For each entry below, copy the text exactly and leave out any picture.

* * * * * * * * *

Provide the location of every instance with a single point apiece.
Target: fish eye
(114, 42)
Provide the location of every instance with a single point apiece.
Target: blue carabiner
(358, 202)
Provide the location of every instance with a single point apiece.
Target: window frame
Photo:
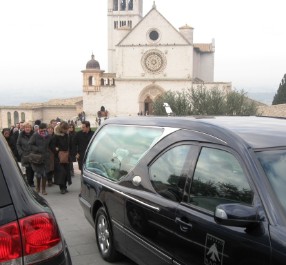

* * * * * * * * *

OUTPUT OF THE TASK —
Provide the location of every instance with a single point apiece.
Target: fish eye
(114, 42)
Provide the location of every instance with a single point apiece.
Target: blue carabiner
(358, 202)
Provide the location of every instance with a single point apiece.
Target: window frame
Photo:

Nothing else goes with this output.